* start *

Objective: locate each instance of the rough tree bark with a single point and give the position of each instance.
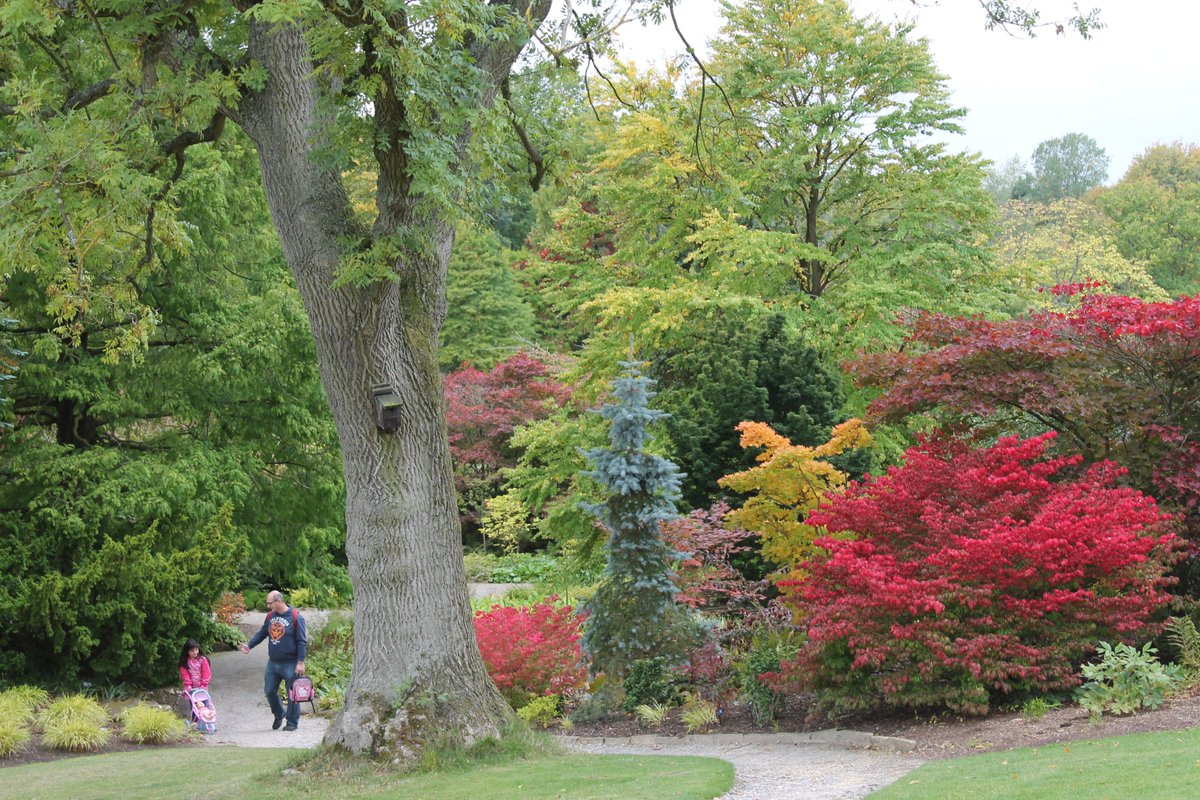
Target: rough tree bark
(417, 674)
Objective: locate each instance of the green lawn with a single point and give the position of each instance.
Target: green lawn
(1146, 767)
(211, 773)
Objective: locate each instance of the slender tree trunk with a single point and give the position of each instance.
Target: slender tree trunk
(418, 673)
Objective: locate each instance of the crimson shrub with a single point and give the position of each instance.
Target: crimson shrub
(531, 650)
(976, 573)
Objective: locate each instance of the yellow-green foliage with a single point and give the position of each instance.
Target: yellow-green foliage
(1067, 241)
(27, 697)
(150, 725)
(540, 711)
(12, 738)
(76, 735)
(505, 522)
(72, 708)
(652, 714)
(789, 481)
(699, 715)
(15, 711)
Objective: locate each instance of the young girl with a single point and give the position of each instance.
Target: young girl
(193, 666)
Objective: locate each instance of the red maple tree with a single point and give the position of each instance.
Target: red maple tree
(483, 409)
(976, 573)
(1116, 377)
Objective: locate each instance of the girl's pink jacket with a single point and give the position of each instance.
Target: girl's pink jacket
(205, 675)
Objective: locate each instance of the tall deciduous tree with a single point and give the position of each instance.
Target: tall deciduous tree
(826, 143)
(1156, 208)
(101, 104)
(1043, 245)
(1066, 167)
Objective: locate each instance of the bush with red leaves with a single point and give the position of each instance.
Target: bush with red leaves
(976, 575)
(532, 650)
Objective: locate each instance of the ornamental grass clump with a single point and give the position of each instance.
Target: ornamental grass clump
(150, 725)
(75, 735)
(13, 737)
(72, 708)
(22, 702)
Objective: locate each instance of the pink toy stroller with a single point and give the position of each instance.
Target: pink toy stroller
(202, 714)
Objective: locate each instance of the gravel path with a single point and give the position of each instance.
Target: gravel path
(827, 765)
(244, 719)
(771, 768)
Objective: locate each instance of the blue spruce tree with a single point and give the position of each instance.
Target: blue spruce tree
(633, 614)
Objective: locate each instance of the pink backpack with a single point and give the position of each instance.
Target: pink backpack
(303, 691)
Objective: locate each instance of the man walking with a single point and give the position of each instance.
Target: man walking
(287, 639)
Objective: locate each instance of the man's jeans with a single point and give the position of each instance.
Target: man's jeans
(276, 672)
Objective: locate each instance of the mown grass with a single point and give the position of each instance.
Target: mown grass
(251, 774)
(1147, 767)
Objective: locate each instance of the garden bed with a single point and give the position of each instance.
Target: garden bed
(945, 735)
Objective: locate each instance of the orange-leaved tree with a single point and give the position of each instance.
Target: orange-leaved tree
(789, 482)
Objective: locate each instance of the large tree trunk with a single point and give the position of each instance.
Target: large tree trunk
(418, 673)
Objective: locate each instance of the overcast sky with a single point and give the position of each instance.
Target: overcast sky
(1133, 84)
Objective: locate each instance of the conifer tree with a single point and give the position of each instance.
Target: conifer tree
(633, 613)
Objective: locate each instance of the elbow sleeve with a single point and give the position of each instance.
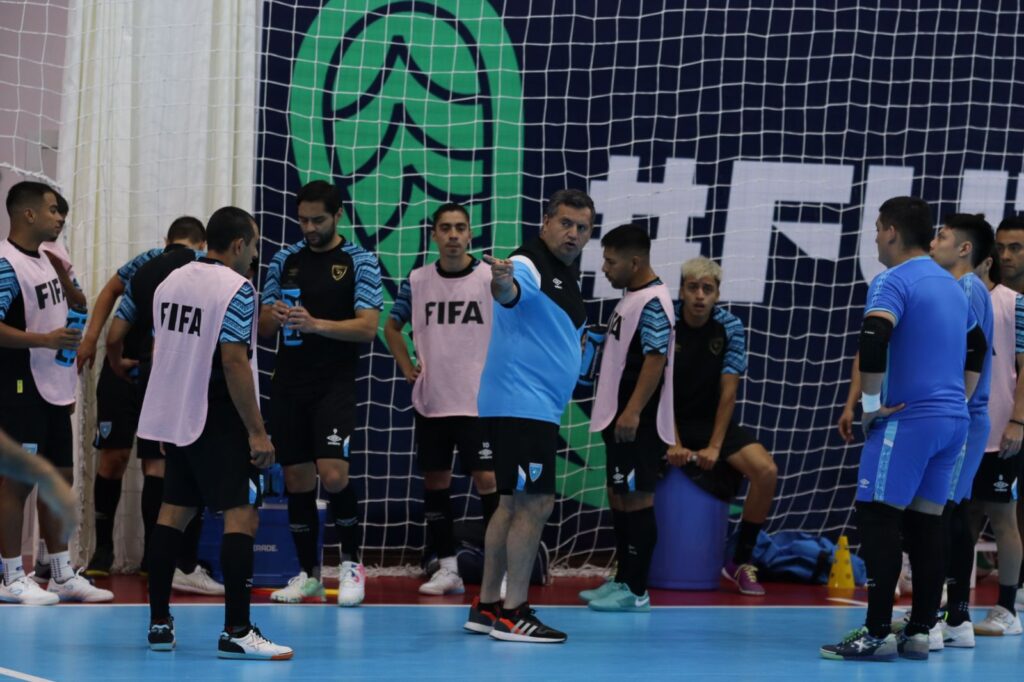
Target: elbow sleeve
(977, 347)
(875, 335)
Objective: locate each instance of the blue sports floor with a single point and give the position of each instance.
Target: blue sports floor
(98, 642)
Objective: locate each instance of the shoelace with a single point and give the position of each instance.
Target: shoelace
(854, 635)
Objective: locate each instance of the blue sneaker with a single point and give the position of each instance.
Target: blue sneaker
(609, 587)
(622, 600)
(859, 645)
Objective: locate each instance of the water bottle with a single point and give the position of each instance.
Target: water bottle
(76, 320)
(591, 354)
(290, 295)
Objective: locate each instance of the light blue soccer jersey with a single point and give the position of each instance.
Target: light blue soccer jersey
(929, 341)
(981, 310)
(534, 357)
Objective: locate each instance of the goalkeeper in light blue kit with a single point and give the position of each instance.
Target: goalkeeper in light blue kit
(916, 321)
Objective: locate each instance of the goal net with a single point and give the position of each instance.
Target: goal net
(764, 138)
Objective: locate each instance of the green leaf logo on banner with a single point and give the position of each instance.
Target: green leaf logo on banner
(406, 104)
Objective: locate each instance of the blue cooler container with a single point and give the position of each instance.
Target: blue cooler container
(691, 528)
(274, 561)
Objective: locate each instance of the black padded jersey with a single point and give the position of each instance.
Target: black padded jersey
(333, 285)
(702, 355)
(141, 289)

* end *

## INSTRUCTIONS TO FOLLOW
Put each line of the listing above into a Markdown table with the columns Row and Listing line, numbering the rows and leaving out blank lines. Omit the pictures.

## FULL OUTPUT
| Row | Listing line |
|---|---|
| 1 | Objective: locate each instance of the rough tree bark with a single point and give the position of each instance. |
| 2 | Target: rough tree bark |
| 3 | (417, 674) |
| 4 | Objective: locate each instance of the green lawn with a single point and give the position of each instance. |
| 5 | Target: green lawn |
| 6 | (1146, 767) |
| 7 | (211, 773) |
| 8 | Objective: locate each instance of the slender tree trunk with a single point and give the position of each instance. |
| 9 | Target: slender tree trunk |
| 10 | (418, 673) |
| 11 | Objective: locate each instance of the crimson shrub with a single point and give the position of each instance. |
| 12 | Target: crimson shrub |
| 13 | (531, 650) |
| 14 | (976, 573) |
| 15 | Objective: locate each instance of the yellow-green foliage with a single point and give the position of each instance. |
| 16 | Target: yellow-green foliage |
| 17 | (1067, 241) |
| 18 | (27, 697) |
| 19 | (150, 725) |
| 20 | (540, 711) |
| 21 | (12, 738) |
| 22 | (76, 735) |
| 23 | (505, 522) |
| 24 | (72, 708) |
| 25 | (652, 714) |
| 26 | (789, 481) |
| 27 | (699, 715) |
| 28 | (15, 711) |
| 29 | Objective: locate each instance of the young girl with a single point and give the position of each instance. |
| 30 | Target: young girl |
| 31 | (193, 666) |
| 32 | Objective: locate each instance of the red maple tree with a single point and give the position of each instance. |
| 33 | Target: red maple tree |
| 34 | (483, 409) |
| 35 | (976, 573) |
| 36 | (1116, 377) |
| 37 | Objective: locate each instance of the girl's pink jacket with a single point and give the position of each instance. |
| 38 | Target: girl's pink jacket |
| 39 | (205, 675) |
| 40 | Objective: locate each instance of the tall deciduous tree with a single point and give the position of each instance. |
| 41 | Target: tall deciduous tree |
| 42 | (826, 143) |
| 43 | (1156, 208) |
| 44 | (101, 104) |
| 45 | (1043, 245) |
| 46 | (1066, 167) |
| 47 | Objective: locate each instance of the bush with red leaves with a single point and give the position of each instance. |
| 48 | Target: bush with red leaves |
| 49 | (976, 575) |
| 50 | (532, 650) |
| 51 | Objective: locate each instance of the ornamental grass clump with a single point and give the position of each instance. |
| 52 | Target: ornamental grass clump |
| 53 | (150, 725) |
| 54 | (75, 735) |
| 55 | (13, 737) |
| 56 | (72, 708) |
| 57 | (22, 702) |
| 58 | Objective: locate each instance of the pink toy stroller with a single point and give the position of each instance. |
| 59 | Target: pink toy stroller |
| 60 | (202, 714) |
| 61 | Objective: locate each instance of the gravel path with a single point and give the position of each instance. |
| 62 | Target: gravel path |
| 63 | (827, 765) |
| 64 | (244, 719) |
| 65 | (771, 768) |
| 66 | Objective: locate each instance of the blue spruce tree with a single point and give the position of each instance. |
| 67 | Target: blue spruce tree |
| 68 | (633, 614) |
| 69 | Objective: locate each instance of the pink backpack with a single point and give the position of each instance. |
| 70 | Target: pink backpack |
| 71 | (303, 691) |
| 72 | Objective: locate each instance of the man walking with a single point and give the position of each instance. |
| 73 | Target: man walking |
| 74 | (287, 639) |
| 75 | Objective: locate each instance of the man's jeans with a single point and give the position of each instance. |
| 76 | Target: man's jeans |
| 77 | (276, 672) |
| 78 | Objective: locate each instance of the mown grass with a single point and give the position of each instance. |
| 79 | Target: mown grass |
| 80 | (251, 774) |
| 81 | (1147, 767) |
| 82 | Objective: locate each instance of the garden bed with a single point and give the position of each instance. |
| 83 | Target: garden bed |
| 84 | (945, 735) |
| 85 | Objective: locate each instance of the orange-leaved tree with a single point and give the position of each instance. |
| 86 | Target: orange-leaved tree |
| 87 | (789, 482) |
| 88 | Objective: locate each instance of the large tree trunk with a single point and give the position of each instance. |
| 89 | Target: large tree trunk |
| 90 | (418, 673) |
| 91 | Objective: locate each instance of the overcast sky with a single point and give the position of each instance. |
| 92 | Target: overcast sky |
| 93 | (1133, 84) |
| 94 | Objective: locate each instance of the conifer tree with a single point and give the position of each instance. |
| 95 | Target: conifer tree |
| 96 | (633, 613) |
| 97 | Objective: locate each instance of the elbow sleeve with a single point and give the position of each instance. |
| 98 | Target: elbow sleeve |
| 99 | (977, 347) |
| 100 | (875, 335) |
| 101 | Objective: locate each instance of the blue sports floor with a single point and give the position of each instance. |
| 102 | Target: blue sports floor |
| 103 | (98, 642) |
| 104 | Objective: locate each instance of the shoelace with a single point and give the position of each instance. |
| 105 | Target: shoelace |
| 106 | (854, 635) |
| 107 | Objective: locate each instance of the blue sneaker with a single point and give the position of each instance. |
| 108 | Target: blue sneaker |
| 109 | (609, 587) |
| 110 | (622, 600) |
| 111 | (859, 645) |
| 112 | Objective: locate each instance of the water bottle with a single point and give the position of each instance. |
| 113 | Target: water bottle |
| 114 | (76, 320) |
| 115 | (591, 354) |
| 116 | (290, 295) |
| 117 | Objective: locate each instance of the light blue soccer jersey with a single point and give the position of each instance. |
| 118 | Target: light blue soccer jersey |
| 119 | (929, 341) |
| 120 | (981, 310) |
| 121 | (534, 357) |
| 122 | Objective: locate each instance of the goalkeeper in light blue kit with a single point and give the position of each instance. |
| 123 | Target: goalkeeper in light blue kit |
| 124 | (916, 321) |
| 125 | Objective: locate each instance of the goal net with a single point and give the position of each instance. |
| 126 | Target: goal net |
| 127 | (764, 138) |
| 128 | Objective: locate each instance of the green leaf logo on banner with a single point and give the position of each instance. |
| 129 | Target: green leaf logo on banner |
| 130 | (406, 104) |
| 131 | Objective: locate each instance of the blue cooler container with a single point and give the position of each instance. |
| 132 | Target: blue cooler container |
| 133 | (691, 528) |
| 134 | (274, 561) |
| 135 | Objective: locate each instance of the black padded jersey with a single point and give the position of each instance. |
| 136 | Target: black padded jersey |
| 137 | (333, 285) |
| 138 | (702, 355) |
| 139 | (141, 289) |